Copy the part of the guide to low water pressure that opens with the words containing "Your Valve is" and closes with "restore water pressure.", changing "plumber" to "licensed plumber" throughout.

Text passage
---

Low water pressure can be a frustrating issue for homeowners, causing appliances and fixtures to work improperly. Water pressure is measured in pounds per square inch (PSI) and should typically range between 30 to 80 PSI, with an ideal range of 40 to 60 PSI. While high water pressure can damage plumbing fixtures, appliances, and pipes, low water pressure can also be problematic, resulting in ineffective cleaning of dishwashers and clothes washers, slow faucet fills, and weak showerheads.
In this homeowner’s guide to diagnosing your low water pressure problems, we’ll explore the causes and offer tips for troubleshooting this issue.
Your Valve is Partially Closed
Low water pressure can often be caused by partially closed shutoff valves obstructing the water flow. In most homes, there is a main shutoff valve located inside the house, near where the main water supply pipe enters the home. Some homes may also have a water meter valve, which can be located either indoors or outdoors in a utility box.
To troubleshoot low water pressure caused by shutoff valves, check each valve on the main water supply line for proper operation. If any valves are broken or leaking, hire a plumber to replace them, and then open each valve fully to restore water pressure.
There’s Debris in Your Pipes
Pipe blockages caused by debris, pollutants, or mineral buildup can significantly affect water pressure. Debris such as dirt, sand, solidified oil and grease, food particles, or foreign objects can easily clog pipes, while pollutants can cause blockages due to water main fractures. Mineral buildup over time can also reduce the space available for water to flow through, leading to lower water pressure.
To troubleshoot this issue, start by cleaning the faucet’s aerator to remove sediment. Follow the steps of removing and rinsing the aerator’s parts before reassembling it. Repeat this process with all your faucets. Then, flush the pipes by opening three to four faucets at full force for 20 minutes and turning on the outdoor hose for extra cleaning power.

---

(Dataset excerpts)
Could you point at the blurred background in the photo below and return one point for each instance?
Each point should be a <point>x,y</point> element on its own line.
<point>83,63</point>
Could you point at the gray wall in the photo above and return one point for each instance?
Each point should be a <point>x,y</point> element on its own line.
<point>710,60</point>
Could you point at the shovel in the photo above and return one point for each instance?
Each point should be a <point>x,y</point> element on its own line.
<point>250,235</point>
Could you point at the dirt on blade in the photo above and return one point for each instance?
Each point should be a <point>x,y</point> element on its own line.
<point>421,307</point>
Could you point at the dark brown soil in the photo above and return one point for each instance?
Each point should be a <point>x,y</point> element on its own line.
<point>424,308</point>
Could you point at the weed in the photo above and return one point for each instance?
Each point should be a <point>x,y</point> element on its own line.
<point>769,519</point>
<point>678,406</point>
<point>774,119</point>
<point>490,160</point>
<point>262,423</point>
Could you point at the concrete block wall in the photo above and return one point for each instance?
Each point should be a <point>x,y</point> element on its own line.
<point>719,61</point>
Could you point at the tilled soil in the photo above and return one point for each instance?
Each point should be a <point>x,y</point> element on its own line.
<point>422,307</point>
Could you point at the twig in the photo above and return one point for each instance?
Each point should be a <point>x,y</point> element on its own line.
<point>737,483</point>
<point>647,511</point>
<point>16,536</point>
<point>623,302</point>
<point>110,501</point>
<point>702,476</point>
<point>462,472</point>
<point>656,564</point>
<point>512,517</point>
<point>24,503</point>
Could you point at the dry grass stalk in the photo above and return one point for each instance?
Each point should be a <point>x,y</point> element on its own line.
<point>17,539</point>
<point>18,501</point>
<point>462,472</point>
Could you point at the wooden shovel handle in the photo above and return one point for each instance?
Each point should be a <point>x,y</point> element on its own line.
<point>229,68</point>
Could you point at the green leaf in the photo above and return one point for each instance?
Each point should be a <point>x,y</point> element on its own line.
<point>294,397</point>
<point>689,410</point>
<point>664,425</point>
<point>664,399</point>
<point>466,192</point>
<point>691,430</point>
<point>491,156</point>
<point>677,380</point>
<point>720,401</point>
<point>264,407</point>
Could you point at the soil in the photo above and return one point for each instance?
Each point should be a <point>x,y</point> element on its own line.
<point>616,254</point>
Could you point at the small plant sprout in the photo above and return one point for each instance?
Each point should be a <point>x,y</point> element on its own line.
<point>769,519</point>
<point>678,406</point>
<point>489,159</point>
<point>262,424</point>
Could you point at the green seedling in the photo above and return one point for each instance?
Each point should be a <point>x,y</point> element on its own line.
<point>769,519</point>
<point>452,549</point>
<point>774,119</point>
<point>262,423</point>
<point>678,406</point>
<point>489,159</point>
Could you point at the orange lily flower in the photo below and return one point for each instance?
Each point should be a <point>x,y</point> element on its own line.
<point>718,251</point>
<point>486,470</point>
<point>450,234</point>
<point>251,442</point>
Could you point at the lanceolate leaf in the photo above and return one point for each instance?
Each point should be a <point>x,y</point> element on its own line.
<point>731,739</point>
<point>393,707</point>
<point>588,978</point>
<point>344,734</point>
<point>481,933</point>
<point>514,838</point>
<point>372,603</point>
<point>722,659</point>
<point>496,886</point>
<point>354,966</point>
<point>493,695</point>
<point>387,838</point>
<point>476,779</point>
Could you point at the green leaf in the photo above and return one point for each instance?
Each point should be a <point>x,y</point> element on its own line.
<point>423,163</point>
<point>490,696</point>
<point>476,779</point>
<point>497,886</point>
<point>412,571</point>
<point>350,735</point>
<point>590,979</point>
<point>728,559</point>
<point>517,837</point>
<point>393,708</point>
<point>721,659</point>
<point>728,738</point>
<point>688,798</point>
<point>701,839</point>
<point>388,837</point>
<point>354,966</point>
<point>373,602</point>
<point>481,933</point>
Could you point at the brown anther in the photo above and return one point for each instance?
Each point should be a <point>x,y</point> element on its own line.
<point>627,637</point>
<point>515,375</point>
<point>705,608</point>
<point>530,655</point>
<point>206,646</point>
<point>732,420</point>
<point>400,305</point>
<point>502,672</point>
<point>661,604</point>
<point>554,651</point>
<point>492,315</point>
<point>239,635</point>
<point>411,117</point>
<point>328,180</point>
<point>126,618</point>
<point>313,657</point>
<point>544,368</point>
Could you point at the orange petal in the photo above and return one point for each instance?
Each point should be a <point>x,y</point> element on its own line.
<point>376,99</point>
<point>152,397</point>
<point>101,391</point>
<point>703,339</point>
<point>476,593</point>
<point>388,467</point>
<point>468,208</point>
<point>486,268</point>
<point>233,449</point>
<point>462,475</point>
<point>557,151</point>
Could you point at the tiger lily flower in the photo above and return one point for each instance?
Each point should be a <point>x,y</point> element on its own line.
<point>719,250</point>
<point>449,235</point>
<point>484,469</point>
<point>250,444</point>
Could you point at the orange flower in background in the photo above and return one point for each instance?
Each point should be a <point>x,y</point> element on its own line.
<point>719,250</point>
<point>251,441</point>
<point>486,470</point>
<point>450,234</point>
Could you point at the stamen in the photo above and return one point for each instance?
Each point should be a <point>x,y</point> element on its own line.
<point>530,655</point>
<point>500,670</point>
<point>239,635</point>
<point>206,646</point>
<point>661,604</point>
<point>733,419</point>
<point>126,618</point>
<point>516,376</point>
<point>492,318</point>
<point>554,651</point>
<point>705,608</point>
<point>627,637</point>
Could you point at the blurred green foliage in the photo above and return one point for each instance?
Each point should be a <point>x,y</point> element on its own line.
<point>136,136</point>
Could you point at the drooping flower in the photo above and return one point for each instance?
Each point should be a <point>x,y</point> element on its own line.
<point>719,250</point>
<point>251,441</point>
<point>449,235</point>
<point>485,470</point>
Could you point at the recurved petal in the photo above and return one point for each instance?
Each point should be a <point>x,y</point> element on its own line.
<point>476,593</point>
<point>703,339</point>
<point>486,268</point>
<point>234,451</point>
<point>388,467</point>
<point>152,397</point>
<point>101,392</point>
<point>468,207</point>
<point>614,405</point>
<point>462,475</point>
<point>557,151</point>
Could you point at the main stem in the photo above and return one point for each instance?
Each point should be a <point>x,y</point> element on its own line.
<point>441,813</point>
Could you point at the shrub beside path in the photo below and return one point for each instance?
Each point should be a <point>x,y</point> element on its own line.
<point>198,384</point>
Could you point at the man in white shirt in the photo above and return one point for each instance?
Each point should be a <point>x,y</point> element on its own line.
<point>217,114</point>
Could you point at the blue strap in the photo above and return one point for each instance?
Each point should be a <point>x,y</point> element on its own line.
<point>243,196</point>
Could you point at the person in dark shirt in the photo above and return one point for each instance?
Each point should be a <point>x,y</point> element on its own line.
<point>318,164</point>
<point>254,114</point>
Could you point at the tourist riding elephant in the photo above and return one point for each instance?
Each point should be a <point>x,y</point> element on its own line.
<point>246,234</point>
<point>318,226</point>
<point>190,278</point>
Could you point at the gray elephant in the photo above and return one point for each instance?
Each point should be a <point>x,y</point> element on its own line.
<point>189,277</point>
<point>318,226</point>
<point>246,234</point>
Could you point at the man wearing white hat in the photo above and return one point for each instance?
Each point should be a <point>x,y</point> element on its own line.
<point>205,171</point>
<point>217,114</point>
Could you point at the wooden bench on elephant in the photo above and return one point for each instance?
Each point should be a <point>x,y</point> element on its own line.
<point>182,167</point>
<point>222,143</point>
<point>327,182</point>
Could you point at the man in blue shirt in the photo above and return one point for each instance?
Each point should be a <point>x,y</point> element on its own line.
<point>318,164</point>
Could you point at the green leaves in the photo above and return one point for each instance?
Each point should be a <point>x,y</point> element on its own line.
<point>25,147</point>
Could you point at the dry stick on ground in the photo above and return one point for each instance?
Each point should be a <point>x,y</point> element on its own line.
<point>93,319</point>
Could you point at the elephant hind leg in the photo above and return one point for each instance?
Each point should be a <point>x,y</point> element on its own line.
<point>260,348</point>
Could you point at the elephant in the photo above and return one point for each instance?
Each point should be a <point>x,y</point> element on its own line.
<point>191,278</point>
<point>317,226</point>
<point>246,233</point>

---

Output
Your Valve is Partially Closed
Low water pressure can often be caused by partially closed shutoff valves obstructing the water flow. In most homes, there is a main shutoff valve located inside the house, near where the main water supply pipe enters the home. Some homes may also have a water meter valve, which can be located either indoors or outdoors in a utility box.
To troubleshoot low water pressure caused by shutoff valves, check each valve on the main water supply line for proper operation. If any valves are broken or leaking, hire a licensed plumber to replace them, and then open each valve fully to restore water pressure.